→ REQUESTS
• a. Retype the portion of the newsletter starting with "Archive for the" and going on through "Borders, and InformIT.".
• b. According to the newsletter, what is the title of the upcoming book?

begin SOURCE PASSAGE

Archive for the ‘Newsletters’ Category

Newsletter – Trends

Tuesday, October 27th, 2009

Below is our most recent newsletter. If you would like to subscribe and have it delivered to your inbox, you can do so here.

It has been several months since our last newsletter and we’ve been very busy working with a lot of new clients as well as getting the opportunity to continue working with some of our existing friends. We’ve also been busy working on our upcoming book, The Art of Scalability. The book will be released January 8th and is available now for preorder at Amazon, Barnes and Noble, Borders, and InformIT.

In our profession, we have a unique opportunity to study a lot of new technology as well as visit with hundreds of technology teams each year. This perspective allows us a vantage point to spot trends that are occurring across the technology spectrum. In this newsletter we are going to cover three of these technology trends that we think you should at least be aware of. Each organization and product offering is different so the applicability of these is going to need to be determined on an individual basis.

end SOURCE PASSAGE
begin PROVIDED DATA

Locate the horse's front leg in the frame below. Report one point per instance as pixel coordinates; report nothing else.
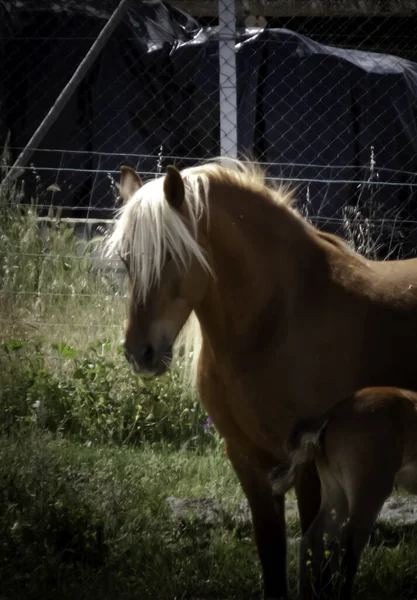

end PROVIDED DATA

→ THE RESULTS
• a.
Archive for the ‘Newsletters’ Category

Newsletter – Trends

Tuesday, October 27th, 2009

Below is our most recent newsletter. If you would like to subscribe and have it delivered to your inbox, you can do so here.

It has been several months since our last newsletter and we’ve been very busy working with a lot of new clients as well as getting the opportunity to continue working with some of our existing friends. We’ve also been busy working on our upcoming book, The Art of Scalability. The book will be released January 8th and is available now for preorder at Amazon, Barnes and Noble, Borders, and InformIT.

• b. The Art of Scalability